Copy the listing from its first line through the line containing "[[[74,109],[26,117],[0,146],[1,170],[123,170],[111,120]]]", keeping every line, and add -113 to each polygon vertex coordinate in the answers.
::: RECORDS FOR THE TASK :::
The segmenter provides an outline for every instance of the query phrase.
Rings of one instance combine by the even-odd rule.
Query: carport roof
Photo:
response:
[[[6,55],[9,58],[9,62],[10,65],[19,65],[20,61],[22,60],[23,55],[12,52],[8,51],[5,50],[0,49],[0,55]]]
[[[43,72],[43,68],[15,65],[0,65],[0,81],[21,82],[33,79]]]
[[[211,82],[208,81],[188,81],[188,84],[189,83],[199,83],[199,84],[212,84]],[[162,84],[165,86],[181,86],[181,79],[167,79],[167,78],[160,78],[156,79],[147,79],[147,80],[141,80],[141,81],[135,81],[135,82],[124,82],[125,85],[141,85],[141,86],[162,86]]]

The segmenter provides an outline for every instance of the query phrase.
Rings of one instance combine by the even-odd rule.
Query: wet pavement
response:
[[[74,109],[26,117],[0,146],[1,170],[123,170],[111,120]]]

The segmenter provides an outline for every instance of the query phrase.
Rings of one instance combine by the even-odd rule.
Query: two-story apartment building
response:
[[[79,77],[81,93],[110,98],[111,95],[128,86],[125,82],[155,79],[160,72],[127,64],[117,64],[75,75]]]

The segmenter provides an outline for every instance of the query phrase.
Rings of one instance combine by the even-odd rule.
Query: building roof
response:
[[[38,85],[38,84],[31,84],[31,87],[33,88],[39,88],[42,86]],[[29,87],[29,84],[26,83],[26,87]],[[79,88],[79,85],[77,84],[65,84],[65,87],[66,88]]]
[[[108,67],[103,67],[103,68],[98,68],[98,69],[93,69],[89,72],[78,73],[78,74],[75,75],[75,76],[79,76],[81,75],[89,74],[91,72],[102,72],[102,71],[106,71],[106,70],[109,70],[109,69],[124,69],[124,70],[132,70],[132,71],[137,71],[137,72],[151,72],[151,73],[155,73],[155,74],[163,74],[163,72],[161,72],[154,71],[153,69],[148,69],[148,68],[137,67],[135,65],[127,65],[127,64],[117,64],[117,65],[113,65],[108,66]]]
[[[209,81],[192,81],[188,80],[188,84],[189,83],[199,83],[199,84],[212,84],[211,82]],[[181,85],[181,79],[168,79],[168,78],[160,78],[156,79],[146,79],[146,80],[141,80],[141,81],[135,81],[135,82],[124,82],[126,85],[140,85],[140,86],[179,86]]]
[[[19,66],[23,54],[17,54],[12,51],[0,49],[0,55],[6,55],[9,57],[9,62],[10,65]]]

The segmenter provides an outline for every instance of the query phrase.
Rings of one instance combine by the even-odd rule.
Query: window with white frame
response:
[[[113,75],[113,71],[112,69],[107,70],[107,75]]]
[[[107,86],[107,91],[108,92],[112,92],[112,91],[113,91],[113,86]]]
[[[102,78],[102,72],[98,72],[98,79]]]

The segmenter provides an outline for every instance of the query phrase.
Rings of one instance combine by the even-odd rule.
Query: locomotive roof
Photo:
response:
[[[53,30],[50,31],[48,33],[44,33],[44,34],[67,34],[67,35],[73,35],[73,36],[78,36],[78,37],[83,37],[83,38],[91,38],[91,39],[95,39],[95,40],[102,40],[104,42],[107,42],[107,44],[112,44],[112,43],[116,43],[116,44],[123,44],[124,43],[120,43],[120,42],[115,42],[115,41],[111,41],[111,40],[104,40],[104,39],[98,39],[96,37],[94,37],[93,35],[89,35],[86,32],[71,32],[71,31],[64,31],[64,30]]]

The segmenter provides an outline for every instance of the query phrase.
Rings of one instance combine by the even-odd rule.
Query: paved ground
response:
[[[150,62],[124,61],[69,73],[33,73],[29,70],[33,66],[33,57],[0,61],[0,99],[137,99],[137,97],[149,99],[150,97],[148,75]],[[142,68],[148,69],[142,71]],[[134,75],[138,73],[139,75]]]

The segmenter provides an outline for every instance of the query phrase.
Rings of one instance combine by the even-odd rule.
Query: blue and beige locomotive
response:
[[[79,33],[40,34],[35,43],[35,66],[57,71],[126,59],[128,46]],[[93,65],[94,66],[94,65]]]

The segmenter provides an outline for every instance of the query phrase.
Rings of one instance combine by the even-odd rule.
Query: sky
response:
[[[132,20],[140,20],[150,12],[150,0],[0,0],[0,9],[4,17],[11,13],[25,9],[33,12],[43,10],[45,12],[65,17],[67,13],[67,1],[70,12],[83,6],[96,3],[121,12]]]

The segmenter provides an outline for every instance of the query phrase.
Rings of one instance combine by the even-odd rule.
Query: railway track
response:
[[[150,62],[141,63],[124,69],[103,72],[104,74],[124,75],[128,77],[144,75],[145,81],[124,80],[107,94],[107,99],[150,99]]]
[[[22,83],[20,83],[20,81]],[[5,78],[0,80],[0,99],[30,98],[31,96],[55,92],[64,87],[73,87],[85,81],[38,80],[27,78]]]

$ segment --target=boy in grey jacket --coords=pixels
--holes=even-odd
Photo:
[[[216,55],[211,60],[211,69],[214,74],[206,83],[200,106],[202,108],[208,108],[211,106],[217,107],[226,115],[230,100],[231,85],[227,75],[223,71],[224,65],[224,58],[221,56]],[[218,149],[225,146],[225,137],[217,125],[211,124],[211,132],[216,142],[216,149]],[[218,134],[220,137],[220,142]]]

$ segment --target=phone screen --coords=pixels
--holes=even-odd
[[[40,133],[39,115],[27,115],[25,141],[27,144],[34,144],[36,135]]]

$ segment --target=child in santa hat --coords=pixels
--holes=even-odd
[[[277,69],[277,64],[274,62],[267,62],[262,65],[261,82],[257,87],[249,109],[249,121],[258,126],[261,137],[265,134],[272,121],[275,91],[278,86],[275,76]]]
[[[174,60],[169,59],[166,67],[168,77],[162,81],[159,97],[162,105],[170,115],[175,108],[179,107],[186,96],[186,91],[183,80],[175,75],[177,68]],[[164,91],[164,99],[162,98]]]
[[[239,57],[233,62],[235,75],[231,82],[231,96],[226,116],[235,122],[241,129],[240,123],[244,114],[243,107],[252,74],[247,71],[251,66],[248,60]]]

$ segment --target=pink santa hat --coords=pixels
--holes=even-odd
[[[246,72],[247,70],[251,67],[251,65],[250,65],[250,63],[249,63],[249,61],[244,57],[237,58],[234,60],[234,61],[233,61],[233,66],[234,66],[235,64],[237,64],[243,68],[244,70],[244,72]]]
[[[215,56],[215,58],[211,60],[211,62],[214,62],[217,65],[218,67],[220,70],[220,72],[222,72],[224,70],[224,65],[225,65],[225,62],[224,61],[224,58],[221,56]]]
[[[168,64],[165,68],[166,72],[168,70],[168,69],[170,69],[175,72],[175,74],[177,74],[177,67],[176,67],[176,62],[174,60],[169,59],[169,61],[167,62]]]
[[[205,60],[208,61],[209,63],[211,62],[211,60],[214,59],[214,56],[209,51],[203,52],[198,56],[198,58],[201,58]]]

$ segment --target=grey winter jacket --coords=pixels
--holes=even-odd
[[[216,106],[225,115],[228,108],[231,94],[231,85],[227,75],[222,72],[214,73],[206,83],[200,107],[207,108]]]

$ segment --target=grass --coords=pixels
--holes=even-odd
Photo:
:::
• **COMPLETE RESPONSE**:
The segmenter provides an outline for every instance of the query phrase.
Rings of one instance combine by the even-odd rule.
Query: carport roof
Photo:
response:
[[[-107,-58],[-104,-55],[-104,-51],[-103,-48],[-94,-48],[-93,-52],[-91,-53],[-90,-58],[-101,-61],[-105,-62],[-108,-63],[-113,-64],[-113,-58]]]
[[[-70,-41],[-70,-45],[-98,-48],[-113,-48],[-113,-32],[-92,-31],[-80,-34]]]
[[[98,-31],[95,-32],[75,-32],[75,-29],[76,-30],[86,-30],[86,-29],[99,-29]],[[49,-29],[52,-27],[68,-27],[68,-34],[54,-34],[54,-35],[47,-35],[43,-34],[34,-34],[34,-33],[28,-33],[28,-32],[22,-32],[22,-31],[11,-31],[12,-28],[28,-28],[28,-27],[49,-27]]]

The segmenter provides an outline for every instance of the query phrase.
Rings of one instance combine by the even-odd rule.
Query: wet pavement
response:
[[[-39,-4],[-87,4],[-113,33],[-112,57],[10,57],[-2,7]]]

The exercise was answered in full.